Start

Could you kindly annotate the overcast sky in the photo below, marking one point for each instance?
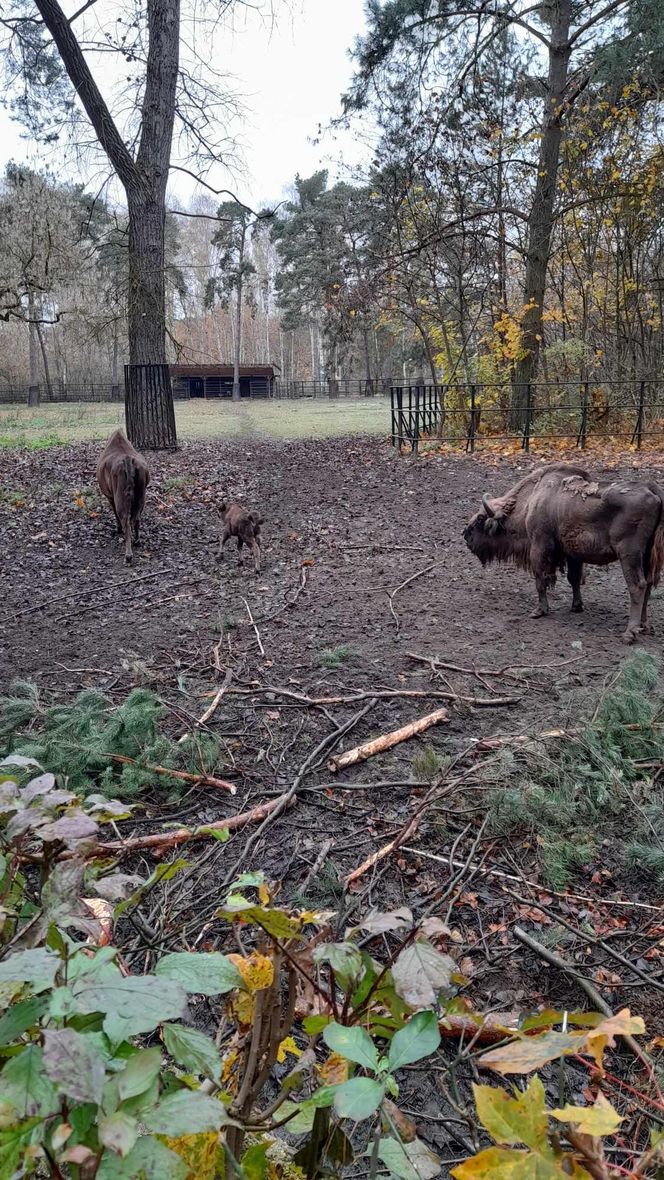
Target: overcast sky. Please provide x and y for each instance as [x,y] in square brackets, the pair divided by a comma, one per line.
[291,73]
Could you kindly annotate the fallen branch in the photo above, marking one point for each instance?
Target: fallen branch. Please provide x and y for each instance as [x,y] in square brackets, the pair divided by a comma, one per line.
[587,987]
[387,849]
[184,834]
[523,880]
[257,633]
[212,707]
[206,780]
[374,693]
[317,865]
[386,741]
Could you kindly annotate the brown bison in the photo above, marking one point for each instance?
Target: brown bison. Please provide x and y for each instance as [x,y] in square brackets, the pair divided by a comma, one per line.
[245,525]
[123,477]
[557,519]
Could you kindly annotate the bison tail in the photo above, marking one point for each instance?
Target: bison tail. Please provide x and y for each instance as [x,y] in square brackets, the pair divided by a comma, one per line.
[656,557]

End
Start

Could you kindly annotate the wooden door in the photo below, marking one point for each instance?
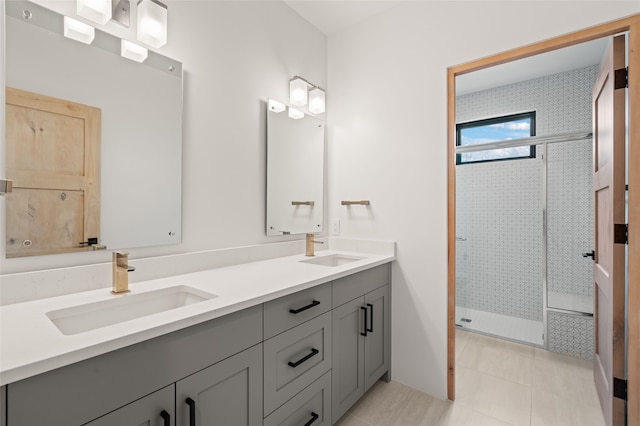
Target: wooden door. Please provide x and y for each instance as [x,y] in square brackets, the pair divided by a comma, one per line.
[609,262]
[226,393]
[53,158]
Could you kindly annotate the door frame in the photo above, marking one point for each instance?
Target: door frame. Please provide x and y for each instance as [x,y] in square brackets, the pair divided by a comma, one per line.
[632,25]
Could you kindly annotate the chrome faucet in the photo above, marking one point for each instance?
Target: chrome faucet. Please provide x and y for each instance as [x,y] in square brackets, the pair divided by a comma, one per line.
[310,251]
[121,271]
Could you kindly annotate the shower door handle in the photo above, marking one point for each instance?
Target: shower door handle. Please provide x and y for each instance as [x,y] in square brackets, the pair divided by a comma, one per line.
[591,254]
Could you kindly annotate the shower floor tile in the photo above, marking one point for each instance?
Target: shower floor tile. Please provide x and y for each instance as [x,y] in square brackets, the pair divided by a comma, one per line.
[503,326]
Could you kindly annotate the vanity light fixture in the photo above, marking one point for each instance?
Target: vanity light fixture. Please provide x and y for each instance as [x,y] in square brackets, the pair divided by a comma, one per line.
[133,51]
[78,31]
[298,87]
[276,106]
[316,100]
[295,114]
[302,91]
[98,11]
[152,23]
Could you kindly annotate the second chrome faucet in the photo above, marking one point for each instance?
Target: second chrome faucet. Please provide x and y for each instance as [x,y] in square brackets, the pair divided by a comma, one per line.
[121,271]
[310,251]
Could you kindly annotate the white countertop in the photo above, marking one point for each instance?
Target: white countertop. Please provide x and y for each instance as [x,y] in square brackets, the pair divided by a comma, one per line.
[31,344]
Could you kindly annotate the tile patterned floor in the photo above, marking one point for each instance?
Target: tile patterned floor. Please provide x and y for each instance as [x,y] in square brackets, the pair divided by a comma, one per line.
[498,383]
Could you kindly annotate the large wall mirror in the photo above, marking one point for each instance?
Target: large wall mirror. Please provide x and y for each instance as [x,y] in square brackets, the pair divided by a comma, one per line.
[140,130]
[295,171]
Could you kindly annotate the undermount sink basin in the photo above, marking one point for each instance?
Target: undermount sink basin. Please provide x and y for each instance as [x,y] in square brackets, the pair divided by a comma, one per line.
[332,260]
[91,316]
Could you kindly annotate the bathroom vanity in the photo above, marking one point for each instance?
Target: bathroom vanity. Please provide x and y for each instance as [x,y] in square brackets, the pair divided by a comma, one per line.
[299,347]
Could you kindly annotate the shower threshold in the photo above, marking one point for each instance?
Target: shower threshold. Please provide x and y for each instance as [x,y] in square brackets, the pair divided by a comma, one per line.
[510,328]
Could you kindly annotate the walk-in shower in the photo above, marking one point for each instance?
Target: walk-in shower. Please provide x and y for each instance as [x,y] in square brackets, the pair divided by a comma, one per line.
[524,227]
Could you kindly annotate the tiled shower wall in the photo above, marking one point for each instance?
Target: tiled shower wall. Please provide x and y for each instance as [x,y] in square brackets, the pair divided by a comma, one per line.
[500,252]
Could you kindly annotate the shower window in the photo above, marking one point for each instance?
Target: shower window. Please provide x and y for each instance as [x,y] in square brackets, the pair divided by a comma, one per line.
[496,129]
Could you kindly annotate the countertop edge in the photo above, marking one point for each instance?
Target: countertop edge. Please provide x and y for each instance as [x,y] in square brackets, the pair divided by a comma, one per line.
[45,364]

End

### Stated exercise
Filter the records above and copy out every line that contains the word "bathroom".

### Solution
Could you kindly annotate the bathroom vanity in the photo above, marking one point for each instance?
Target: bathroom vanity. Please provide x and y for each instance as [x,y] in square brackets, the pair divided by a comma, one per line.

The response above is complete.